Records shown section start
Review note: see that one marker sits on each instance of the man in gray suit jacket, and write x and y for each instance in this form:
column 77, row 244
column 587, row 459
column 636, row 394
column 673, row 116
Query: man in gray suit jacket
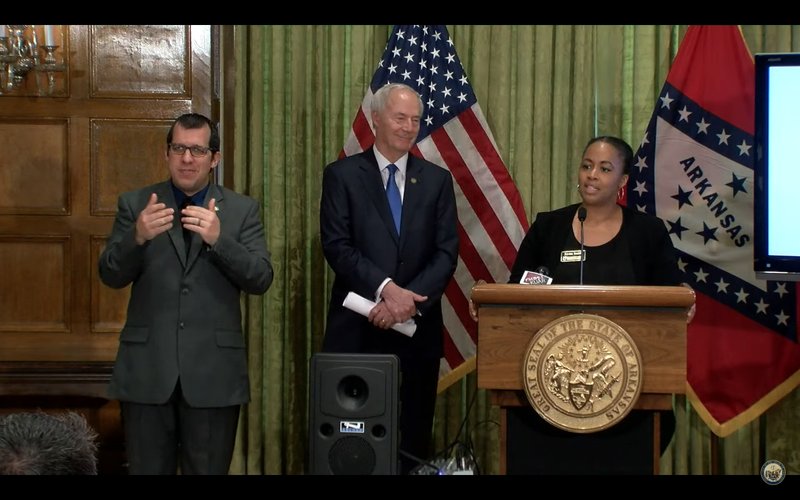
Records shown section end
Work to complete: With the pictures left out, write out exactly the lines from the line containing "column 636, row 394" through the last line of the entries above, both ends included, and no others.

Result for this exercise:
column 636, row 394
column 673, row 116
Query: man in gray suit jacket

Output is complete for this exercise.